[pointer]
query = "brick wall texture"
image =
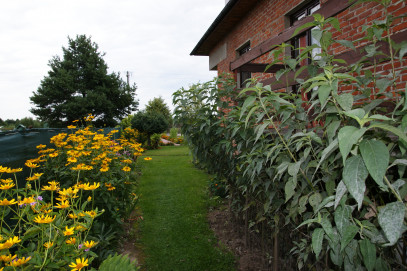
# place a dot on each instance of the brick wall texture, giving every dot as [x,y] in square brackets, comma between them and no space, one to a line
[268,18]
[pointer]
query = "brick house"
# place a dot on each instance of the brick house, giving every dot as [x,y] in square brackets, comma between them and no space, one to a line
[240,39]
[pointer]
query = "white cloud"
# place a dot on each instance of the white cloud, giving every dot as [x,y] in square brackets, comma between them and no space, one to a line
[150,39]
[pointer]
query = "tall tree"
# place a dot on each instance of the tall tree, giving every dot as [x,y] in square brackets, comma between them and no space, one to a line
[158,105]
[79,84]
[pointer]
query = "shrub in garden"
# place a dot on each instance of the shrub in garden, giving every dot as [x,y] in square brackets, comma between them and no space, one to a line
[173,132]
[149,123]
[83,181]
[326,175]
[217,188]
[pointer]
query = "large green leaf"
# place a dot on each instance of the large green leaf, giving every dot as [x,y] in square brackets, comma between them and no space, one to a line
[247,103]
[342,217]
[327,226]
[391,219]
[348,234]
[345,101]
[340,191]
[317,238]
[323,94]
[376,157]
[368,251]
[349,136]
[354,175]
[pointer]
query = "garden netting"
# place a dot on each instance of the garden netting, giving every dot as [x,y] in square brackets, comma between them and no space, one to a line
[20,144]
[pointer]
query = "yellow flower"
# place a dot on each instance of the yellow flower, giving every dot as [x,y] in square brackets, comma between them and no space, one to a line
[72,216]
[53,186]
[19,262]
[68,231]
[91,187]
[48,244]
[7,258]
[52,155]
[104,168]
[71,241]
[90,244]
[91,213]
[82,166]
[6,180]
[41,219]
[69,192]
[72,159]
[7,202]
[27,201]
[80,228]
[32,178]
[10,242]
[63,205]
[61,198]
[6,186]
[31,165]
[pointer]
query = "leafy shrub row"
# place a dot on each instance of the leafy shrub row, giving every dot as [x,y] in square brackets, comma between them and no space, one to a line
[69,210]
[323,179]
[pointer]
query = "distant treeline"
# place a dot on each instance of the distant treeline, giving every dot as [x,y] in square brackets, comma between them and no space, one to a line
[28,122]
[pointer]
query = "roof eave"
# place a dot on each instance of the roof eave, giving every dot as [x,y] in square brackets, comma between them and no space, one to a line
[198,51]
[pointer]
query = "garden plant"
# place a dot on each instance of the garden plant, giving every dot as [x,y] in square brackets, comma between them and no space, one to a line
[322,181]
[66,214]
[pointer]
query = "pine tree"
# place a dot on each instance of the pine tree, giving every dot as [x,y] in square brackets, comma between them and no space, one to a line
[79,84]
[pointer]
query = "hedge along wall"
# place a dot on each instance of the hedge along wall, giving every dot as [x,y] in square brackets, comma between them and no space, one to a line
[330,197]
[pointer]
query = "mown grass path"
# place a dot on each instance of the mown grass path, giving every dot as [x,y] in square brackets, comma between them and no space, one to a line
[174,233]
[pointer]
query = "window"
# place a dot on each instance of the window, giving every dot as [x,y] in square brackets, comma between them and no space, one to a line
[304,39]
[243,76]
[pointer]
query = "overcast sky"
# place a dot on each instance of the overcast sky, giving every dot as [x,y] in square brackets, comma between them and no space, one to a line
[150,39]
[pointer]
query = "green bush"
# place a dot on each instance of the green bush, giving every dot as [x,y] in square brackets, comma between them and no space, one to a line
[118,263]
[155,141]
[328,175]
[173,132]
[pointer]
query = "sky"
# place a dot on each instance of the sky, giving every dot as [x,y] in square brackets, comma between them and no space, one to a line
[152,40]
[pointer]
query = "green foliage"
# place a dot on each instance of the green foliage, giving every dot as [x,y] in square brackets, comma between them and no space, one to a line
[159,106]
[173,132]
[327,175]
[175,232]
[79,84]
[118,262]
[149,123]
[126,122]
[155,141]
[217,188]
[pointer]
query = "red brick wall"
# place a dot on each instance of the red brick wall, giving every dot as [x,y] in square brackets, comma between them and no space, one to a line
[266,20]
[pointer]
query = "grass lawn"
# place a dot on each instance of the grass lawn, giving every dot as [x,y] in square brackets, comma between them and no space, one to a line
[174,233]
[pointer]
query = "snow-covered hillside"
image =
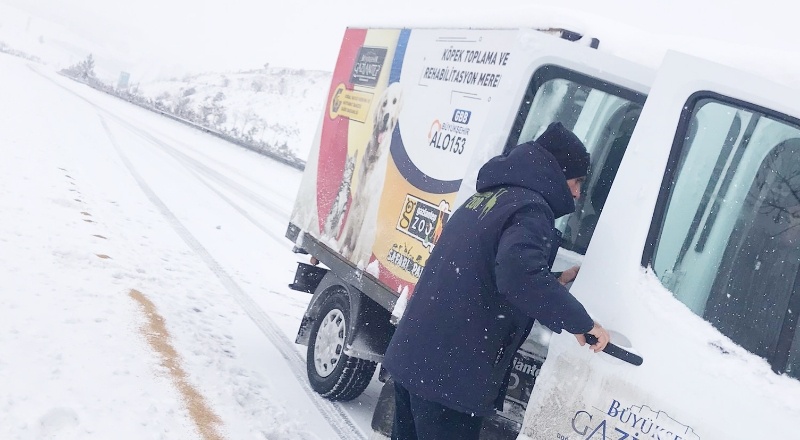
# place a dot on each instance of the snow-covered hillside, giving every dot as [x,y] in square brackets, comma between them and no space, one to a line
[275,105]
______
# [WHAT YOU ARE ASKED TO DO]
Return each line of the records that contains the string "hedge".

# [ANSWER TO THIS TASK]
query = "hedge along wall"
# place a dot on each instance of the hedge along wall, giving every dot as [x,y] in square brackets, comma between them and no space, one to a line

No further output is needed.